Nothing in the listing below should be skipped, so transcribe it all exactly.

DATA RECORDS START

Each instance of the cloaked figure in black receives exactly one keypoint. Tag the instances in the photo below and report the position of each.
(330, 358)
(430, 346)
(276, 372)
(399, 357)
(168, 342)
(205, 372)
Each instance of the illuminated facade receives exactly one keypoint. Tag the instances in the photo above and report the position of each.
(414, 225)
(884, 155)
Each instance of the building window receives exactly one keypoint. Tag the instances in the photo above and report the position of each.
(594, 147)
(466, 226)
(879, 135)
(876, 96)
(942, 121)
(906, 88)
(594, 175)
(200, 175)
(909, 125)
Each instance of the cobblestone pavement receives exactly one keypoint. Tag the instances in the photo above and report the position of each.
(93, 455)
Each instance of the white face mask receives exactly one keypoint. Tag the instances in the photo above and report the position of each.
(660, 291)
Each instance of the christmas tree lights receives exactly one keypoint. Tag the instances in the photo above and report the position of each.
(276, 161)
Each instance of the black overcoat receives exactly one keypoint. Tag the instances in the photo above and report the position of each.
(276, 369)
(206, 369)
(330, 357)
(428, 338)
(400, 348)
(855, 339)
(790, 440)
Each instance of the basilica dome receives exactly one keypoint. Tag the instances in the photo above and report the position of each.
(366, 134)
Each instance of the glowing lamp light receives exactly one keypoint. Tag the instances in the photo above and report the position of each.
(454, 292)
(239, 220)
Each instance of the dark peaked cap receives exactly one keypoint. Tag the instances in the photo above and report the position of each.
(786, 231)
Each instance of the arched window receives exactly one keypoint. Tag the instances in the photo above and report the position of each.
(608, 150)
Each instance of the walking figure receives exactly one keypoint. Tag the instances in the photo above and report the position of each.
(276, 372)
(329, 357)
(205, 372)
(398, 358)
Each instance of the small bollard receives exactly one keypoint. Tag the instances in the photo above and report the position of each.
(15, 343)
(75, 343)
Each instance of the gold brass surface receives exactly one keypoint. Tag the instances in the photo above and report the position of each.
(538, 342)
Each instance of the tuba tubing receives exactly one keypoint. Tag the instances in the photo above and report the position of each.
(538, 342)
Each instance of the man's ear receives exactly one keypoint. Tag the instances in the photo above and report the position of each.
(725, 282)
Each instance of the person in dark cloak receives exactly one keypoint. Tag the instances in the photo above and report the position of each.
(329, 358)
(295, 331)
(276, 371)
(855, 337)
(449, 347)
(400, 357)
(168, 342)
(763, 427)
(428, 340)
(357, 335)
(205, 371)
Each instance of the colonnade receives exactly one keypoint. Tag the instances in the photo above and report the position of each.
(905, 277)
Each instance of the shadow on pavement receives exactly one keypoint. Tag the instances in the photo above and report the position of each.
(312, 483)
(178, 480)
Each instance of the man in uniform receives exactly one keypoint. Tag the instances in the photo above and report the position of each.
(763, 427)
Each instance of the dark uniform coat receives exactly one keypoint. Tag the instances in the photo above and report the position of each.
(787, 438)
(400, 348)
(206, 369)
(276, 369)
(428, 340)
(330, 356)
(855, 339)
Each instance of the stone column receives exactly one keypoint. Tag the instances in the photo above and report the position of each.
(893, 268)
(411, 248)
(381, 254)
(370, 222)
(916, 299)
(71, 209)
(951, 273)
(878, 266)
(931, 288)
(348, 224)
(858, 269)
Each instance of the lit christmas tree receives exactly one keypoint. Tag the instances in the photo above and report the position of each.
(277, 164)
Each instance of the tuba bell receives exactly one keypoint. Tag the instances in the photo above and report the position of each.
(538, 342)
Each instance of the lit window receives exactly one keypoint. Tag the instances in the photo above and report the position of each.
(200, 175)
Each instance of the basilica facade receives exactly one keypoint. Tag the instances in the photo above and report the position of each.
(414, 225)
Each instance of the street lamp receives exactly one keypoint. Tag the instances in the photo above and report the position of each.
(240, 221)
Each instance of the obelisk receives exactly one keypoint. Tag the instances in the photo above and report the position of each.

DATA RECORDS END

OUTPUT OF THE TASK
Each instance of the cloaked figure in black receives exactly one keypoint. Tag the instances in the photo below and report the position of each.
(330, 358)
(430, 346)
(276, 372)
(399, 357)
(168, 342)
(205, 372)
Each instance of the illuminated facade receives exactly one keypoint. Tag the instances in the photo above and report the position of each.
(414, 225)
(884, 155)
Each instance of the building window receives exactly one keypoint. Tag the instances in the photo above and report the position of each.
(594, 147)
(466, 226)
(879, 135)
(876, 96)
(942, 121)
(906, 88)
(594, 175)
(200, 175)
(909, 125)
Each instance of the cobblestone pavement receives exactly one keypoint. Tag the instances in the photo above and report the position of each.
(93, 455)
Each instance of the white face mask receives exactly one keypoint. Tag the instances in the photo above and report the position of each.
(660, 291)
Each instance of the christmas tree lights receives exactly one keypoint. Tag the instances in the photo above and report the position of each.
(276, 161)
Each instance of the black overcoat receives exactly one keypoint. Tag the instances in the photo above and report the position of each.
(276, 369)
(206, 369)
(330, 357)
(428, 338)
(400, 348)
(855, 339)
(790, 440)
Each instance of the basilica dome receives exactly one keypoint. Tag the instances in the photo above and report the position of each.
(366, 134)
Each instance of the glowing lamp light receives exactly one keypoint. Tag the instances in the photo above and report the position of each.
(454, 292)
(239, 220)
Each instance of the dark peaked cap receives exactly one keypoint. Tag the instances in the photo above and report the position of each.
(786, 231)
Each instance of the arched window receives exactly one keypoint. Tag the instances in the photo above and report the position of each.
(608, 150)
Each instance of the walking figure receives exactly one keypoint. Tag the instances in the photo above and report the position of each.
(276, 372)
(329, 357)
(205, 372)
(398, 358)
Each instance of the small bollard receives exactly one keypoint. Tag the instances in the photo above and report the position of each.
(15, 343)
(75, 343)
Each instance of the gold brass surface receives exactly one keypoint. Tag the instances in the photo above and report the position of each.
(538, 342)
Each instance of the tuba tubing receives exactly one keypoint. Tag the instances in the photo above and report the position of each.
(538, 342)
Each instance of the man's ear receives exactly one keypoint. Tag the instances in the photo above and report the position of each.
(725, 282)
Each instance of the person in dark cloak receives exactly one keypoint. Tag the instances in the photo above and report the position of each.
(329, 358)
(295, 331)
(276, 371)
(855, 337)
(449, 347)
(400, 357)
(168, 342)
(763, 427)
(428, 340)
(357, 335)
(205, 371)
Each instance of the colonnade receives exactly one keypoint. Tag the instances in the photo above and report the position of each.
(905, 277)
Each instance of the shadow on pavement receives exactly one keypoint. Tag the instances in the photo above and report the position of each.
(312, 483)
(178, 480)
Each instance of the man in uniform receives exactly one keypoint. Tag the instances in the photo above and report the position of each.
(763, 427)
Each instance of the dark uniform coat receives exactly one keypoint. Tag the instances in the photo above and report the position of each.
(787, 438)
(400, 348)
(206, 369)
(276, 369)
(428, 340)
(330, 356)
(855, 339)
Each instance of the stone column receives exactly one keypoint. Tag the instances in the photo above and report the position of each.
(893, 268)
(411, 248)
(381, 254)
(370, 222)
(916, 299)
(71, 209)
(951, 273)
(878, 266)
(931, 288)
(348, 224)
(858, 269)
Each instance of the lit christmas tree receives exactly one keypoint. Tag the instances in the photo above and report the position of each.
(277, 164)
Each instance of the tuba bell receives exactly one keypoint. Tag the instances in the photo above and report the position of each.
(538, 342)
Each instance of the lit window receives exactly one keypoint. Tag the instances in the photo above and report the position of each.
(200, 175)
Each instance of the basilica facade receives exactly one keypoint. Tag the instances in the photo above and report the position of each.
(414, 225)
Each instance of the street lamp receives exactly one keypoint. Tag the instances in the photo above and report the position of each.
(240, 221)
Each instance of the obelisk receives exactly one keypoint. Tag the instances in the photo above and report the position of each.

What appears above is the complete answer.